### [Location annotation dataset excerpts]
◆ ◆ ◆

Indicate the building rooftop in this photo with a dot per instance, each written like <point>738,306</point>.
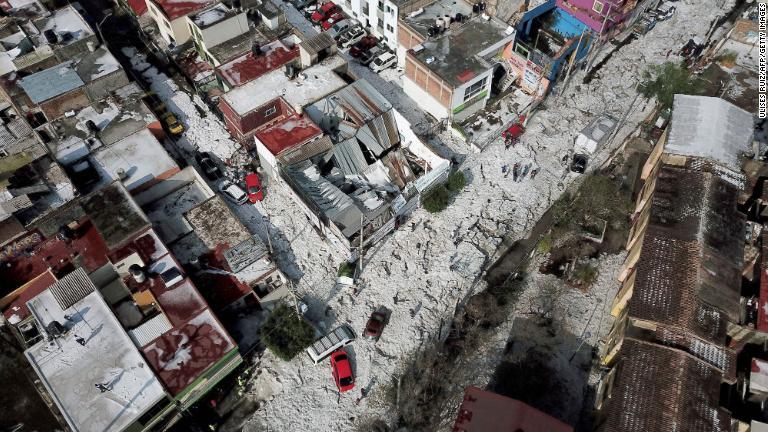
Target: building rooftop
<point>174,9</point>
<point>238,45</point>
<point>97,64</point>
<point>457,55</point>
<point>215,225</point>
<point>711,128</point>
<point>288,133</point>
<point>482,411</point>
<point>213,15</point>
<point>249,67</point>
<point>657,387</point>
<point>688,275</point>
<point>115,215</point>
<point>70,371</point>
<point>51,82</point>
<point>182,354</point>
<point>116,117</point>
<point>312,84</point>
<point>67,23</point>
<point>139,156</point>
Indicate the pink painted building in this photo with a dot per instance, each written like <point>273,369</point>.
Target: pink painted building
<point>600,15</point>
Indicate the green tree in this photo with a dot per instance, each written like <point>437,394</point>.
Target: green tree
<point>285,333</point>
<point>668,79</point>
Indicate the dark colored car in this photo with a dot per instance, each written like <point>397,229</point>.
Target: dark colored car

◆ ◆ ◆

### [Requirement]
Update the entries from the line containing "Indicate the pink" through the end of the entries, changing "green tree" to "leafy tree" and leaving everything else as it is.

### [Solution]
Indicate the pink painted building in this photo with a dot per instance, each written like <point>273,369</point>.
Target: pink painted building
<point>600,15</point>
Indicate the leafy tree in this photo with a dot per instance, each written like <point>437,394</point>.
Target: leafy tree
<point>285,333</point>
<point>668,79</point>
Indicate the dark colored car in this photo with a dot per instance, each written like <point>397,229</point>.
Target: dark colored car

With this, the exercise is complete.